### Work required
From the line containing "window? Mark that spot." down to the last line of the data, output each line word for word and include nothing else.

### Data to examine

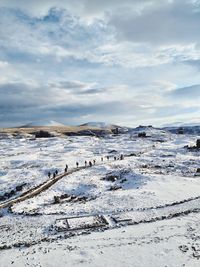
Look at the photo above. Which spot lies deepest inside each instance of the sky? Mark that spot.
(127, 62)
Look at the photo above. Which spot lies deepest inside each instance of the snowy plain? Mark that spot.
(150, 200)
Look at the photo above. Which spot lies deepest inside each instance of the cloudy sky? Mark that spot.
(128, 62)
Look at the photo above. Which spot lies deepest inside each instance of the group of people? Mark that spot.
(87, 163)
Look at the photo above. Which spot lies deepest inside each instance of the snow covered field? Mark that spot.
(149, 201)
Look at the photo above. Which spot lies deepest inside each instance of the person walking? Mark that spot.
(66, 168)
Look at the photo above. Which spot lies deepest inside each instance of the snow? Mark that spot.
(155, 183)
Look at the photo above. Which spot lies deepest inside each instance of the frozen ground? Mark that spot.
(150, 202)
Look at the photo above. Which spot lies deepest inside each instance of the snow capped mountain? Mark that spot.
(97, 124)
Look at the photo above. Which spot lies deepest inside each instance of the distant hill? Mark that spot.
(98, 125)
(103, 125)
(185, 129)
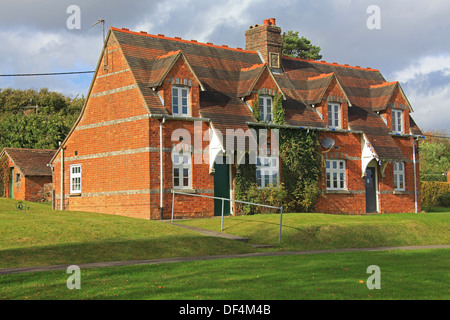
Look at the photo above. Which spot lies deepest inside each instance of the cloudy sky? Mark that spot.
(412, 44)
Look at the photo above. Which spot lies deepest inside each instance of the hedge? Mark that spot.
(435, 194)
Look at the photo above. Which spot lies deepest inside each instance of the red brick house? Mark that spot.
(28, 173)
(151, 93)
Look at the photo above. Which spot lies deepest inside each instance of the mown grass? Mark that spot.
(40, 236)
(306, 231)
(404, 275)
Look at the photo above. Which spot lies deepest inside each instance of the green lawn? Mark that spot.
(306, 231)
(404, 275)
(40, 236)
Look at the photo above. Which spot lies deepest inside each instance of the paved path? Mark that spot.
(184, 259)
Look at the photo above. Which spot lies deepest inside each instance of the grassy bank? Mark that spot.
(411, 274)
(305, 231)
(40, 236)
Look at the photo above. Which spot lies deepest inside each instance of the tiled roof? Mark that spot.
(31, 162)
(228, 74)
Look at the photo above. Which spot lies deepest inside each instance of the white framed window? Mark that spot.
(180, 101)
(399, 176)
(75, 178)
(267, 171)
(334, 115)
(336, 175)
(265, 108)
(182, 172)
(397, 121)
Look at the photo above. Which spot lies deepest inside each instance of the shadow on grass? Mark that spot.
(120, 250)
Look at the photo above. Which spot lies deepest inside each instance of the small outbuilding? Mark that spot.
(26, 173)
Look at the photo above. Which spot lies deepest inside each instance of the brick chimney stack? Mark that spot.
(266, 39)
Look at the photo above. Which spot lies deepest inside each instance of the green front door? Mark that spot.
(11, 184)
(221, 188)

### Answer section
Look at the photo above. Which spot lies deepest inside each instance of the white framed window? Mark that spot.
(180, 101)
(399, 176)
(75, 178)
(267, 171)
(334, 115)
(336, 175)
(265, 108)
(182, 172)
(397, 121)
Look at the photo above. Which spot lies deepest inside each instance of the shadow on grass? Mark that spot.
(120, 250)
Look at the photo above. Which spot lies deepest inside each instance of the small outbuilding? Mark that spot.
(26, 173)
Look at the photo above. Which spot lies deepest inside each instance of the brick chimney stack? Mark that spot.
(266, 39)
Look at the photo above. Which spot lies deepest inside each instance of the green front door? Mark that spot.
(11, 184)
(221, 188)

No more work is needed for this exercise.